(Saved entries)
[Start of Attachment]

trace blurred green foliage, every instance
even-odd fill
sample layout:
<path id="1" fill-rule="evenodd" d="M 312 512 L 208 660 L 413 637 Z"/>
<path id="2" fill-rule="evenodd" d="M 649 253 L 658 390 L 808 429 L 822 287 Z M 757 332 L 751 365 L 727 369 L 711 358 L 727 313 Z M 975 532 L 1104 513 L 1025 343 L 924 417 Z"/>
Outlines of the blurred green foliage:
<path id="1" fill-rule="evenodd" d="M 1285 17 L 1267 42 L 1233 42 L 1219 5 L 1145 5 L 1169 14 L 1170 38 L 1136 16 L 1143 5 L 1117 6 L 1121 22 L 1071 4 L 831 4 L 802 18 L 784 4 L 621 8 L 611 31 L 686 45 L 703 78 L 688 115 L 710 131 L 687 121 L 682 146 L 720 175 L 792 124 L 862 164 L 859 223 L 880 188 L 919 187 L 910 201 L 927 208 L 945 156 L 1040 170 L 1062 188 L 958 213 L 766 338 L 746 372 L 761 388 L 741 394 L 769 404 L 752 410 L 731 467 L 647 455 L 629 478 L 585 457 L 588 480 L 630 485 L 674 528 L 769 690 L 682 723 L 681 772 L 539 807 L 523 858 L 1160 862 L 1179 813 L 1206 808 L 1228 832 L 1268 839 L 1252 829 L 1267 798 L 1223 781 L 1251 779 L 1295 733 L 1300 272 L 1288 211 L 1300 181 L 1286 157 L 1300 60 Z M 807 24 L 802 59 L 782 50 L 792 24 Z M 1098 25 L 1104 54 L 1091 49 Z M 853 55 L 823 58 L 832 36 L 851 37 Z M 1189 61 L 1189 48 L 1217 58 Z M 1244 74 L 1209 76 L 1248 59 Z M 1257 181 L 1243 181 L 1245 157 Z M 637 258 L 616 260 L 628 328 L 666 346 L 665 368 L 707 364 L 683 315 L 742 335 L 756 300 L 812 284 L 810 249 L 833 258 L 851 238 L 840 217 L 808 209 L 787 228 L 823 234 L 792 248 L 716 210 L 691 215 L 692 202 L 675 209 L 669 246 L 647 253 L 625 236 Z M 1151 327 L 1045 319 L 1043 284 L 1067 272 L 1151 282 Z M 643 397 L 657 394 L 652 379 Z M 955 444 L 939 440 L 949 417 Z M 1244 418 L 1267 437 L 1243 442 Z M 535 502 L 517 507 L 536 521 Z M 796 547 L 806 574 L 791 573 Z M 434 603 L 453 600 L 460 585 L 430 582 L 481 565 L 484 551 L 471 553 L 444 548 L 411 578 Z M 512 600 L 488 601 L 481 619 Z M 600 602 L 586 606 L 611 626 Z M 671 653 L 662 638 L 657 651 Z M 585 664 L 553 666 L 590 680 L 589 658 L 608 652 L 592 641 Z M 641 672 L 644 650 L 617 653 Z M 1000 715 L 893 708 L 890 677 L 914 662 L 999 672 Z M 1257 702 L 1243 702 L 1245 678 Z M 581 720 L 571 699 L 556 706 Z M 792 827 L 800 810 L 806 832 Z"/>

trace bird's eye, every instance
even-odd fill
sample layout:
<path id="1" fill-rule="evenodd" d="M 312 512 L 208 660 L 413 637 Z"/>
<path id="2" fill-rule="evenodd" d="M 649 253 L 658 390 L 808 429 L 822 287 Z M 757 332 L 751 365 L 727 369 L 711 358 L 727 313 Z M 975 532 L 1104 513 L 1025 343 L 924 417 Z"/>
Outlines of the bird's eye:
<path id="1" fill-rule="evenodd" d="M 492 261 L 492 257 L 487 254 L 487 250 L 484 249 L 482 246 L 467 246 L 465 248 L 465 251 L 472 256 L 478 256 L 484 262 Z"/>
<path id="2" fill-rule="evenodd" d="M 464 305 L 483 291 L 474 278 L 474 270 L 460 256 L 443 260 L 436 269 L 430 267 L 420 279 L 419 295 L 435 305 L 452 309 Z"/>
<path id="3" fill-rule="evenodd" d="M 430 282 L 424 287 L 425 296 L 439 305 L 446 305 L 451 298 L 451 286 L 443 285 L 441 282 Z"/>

[End of Attachment]

■ Problem description
Repeat each record in full; every line must match exactly.

■ Answer to this problem
trace blurred green foliage, every instance
even-odd fill
sample layout:
<path id="1" fill-rule="evenodd" d="M 312 512 L 208 660 L 413 637 Z"/>
<path id="2" fill-rule="evenodd" d="M 649 253 L 658 390 L 808 429 L 822 287 Z M 757 332 L 751 365 L 727 369 L 711 358 L 727 313 Z M 975 532 L 1104 513 L 1025 343 L 924 417 Z"/>
Outlines of the blurred green foliage:
<path id="1" fill-rule="evenodd" d="M 1285 17 L 1267 42 L 1233 42 L 1219 5 L 1145 5 L 1169 14 L 1170 38 L 1136 16 L 1143 5 L 1117 6 L 1121 22 L 1071 4 L 831 4 L 802 18 L 784 4 L 621 8 L 611 31 L 686 45 L 703 78 L 688 115 L 710 131 L 687 121 L 682 146 L 720 175 L 792 124 L 862 164 L 859 223 L 880 188 L 919 187 L 910 201 L 927 208 L 945 156 L 1040 170 L 1062 188 L 958 213 L 766 338 L 746 372 L 761 388 L 741 394 L 769 404 L 752 410 L 731 467 L 647 455 L 629 478 L 585 457 L 588 480 L 630 485 L 674 528 L 769 690 L 682 723 L 681 772 L 539 807 L 523 858 L 1160 862 L 1179 813 L 1206 808 L 1228 832 L 1268 839 L 1252 829 L 1267 798 L 1223 781 L 1251 779 L 1295 733 L 1300 272 L 1288 211 L 1300 181 L 1286 157 L 1300 60 Z M 807 24 L 802 59 L 782 50 L 792 24 Z M 1098 25 L 1104 54 L 1091 49 Z M 853 55 L 823 58 L 832 36 L 851 37 Z M 1189 61 L 1189 48 L 1217 58 Z M 1244 74 L 1209 76 L 1248 59 Z M 1257 181 L 1243 181 L 1245 157 Z M 637 258 L 616 260 L 628 328 L 666 346 L 665 368 L 707 364 L 683 315 L 742 335 L 756 300 L 812 284 L 810 249 L 833 258 L 851 238 L 840 217 L 808 209 L 787 228 L 823 234 L 792 248 L 716 210 L 691 215 L 692 202 L 675 209 L 669 246 L 647 253 L 625 236 Z M 1151 327 L 1045 319 L 1043 284 L 1067 272 L 1151 282 Z M 643 397 L 657 394 L 652 379 Z M 955 444 L 939 440 L 949 417 Z M 1244 418 L 1267 437 L 1243 442 Z M 535 502 L 517 507 L 536 521 Z M 796 547 L 806 574 L 791 573 Z M 434 603 L 453 600 L 460 585 L 430 582 L 481 565 L 484 551 L 471 553 L 444 548 L 411 578 Z M 512 600 L 488 601 L 481 619 Z M 600 602 L 586 606 L 611 626 Z M 671 653 L 662 638 L 657 651 Z M 585 664 L 553 666 L 590 680 L 589 658 L 608 652 L 592 641 Z M 641 672 L 644 650 L 617 653 Z M 1000 715 L 893 708 L 890 677 L 914 662 L 999 672 Z M 1257 702 L 1243 702 L 1245 678 Z M 581 720 L 571 699 L 556 706 Z M 792 827 L 800 810 L 806 832 Z"/>

trace bird's eye, every instance
even-odd fill
sample layout:
<path id="1" fill-rule="evenodd" d="M 312 512 L 208 660 L 413 637 Z"/>
<path id="2" fill-rule="evenodd" d="M 649 253 L 658 390 L 808 429 L 822 287 Z M 757 332 L 751 365 L 727 369 L 711 358 L 727 313 Z M 975 532 L 1104 513 L 1025 343 L 924 417 Z"/>
Outlines of the bird's eye:
<path id="1" fill-rule="evenodd" d="M 492 261 L 492 257 L 487 254 L 487 250 L 484 249 L 482 246 L 467 246 L 465 248 L 465 251 L 472 256 L 478 256 L 484 262 Z"/>
<path id="2" fill-rule="evenodd" d="M 464 305 L 483 291 L 474 278 L 474 270 L 460 256 L 443 260 L 436 269 L 430 267 L 420 279 L 419 295 L 435 305 L 452 309 Z"/>
<path id="3" fill-rule="evenodd" d="M 430 282 L 424 287 L 425 296 L 439 305 L 446 305 L 451 298 L 451 286 L 443 285 L 441 282 Z"/>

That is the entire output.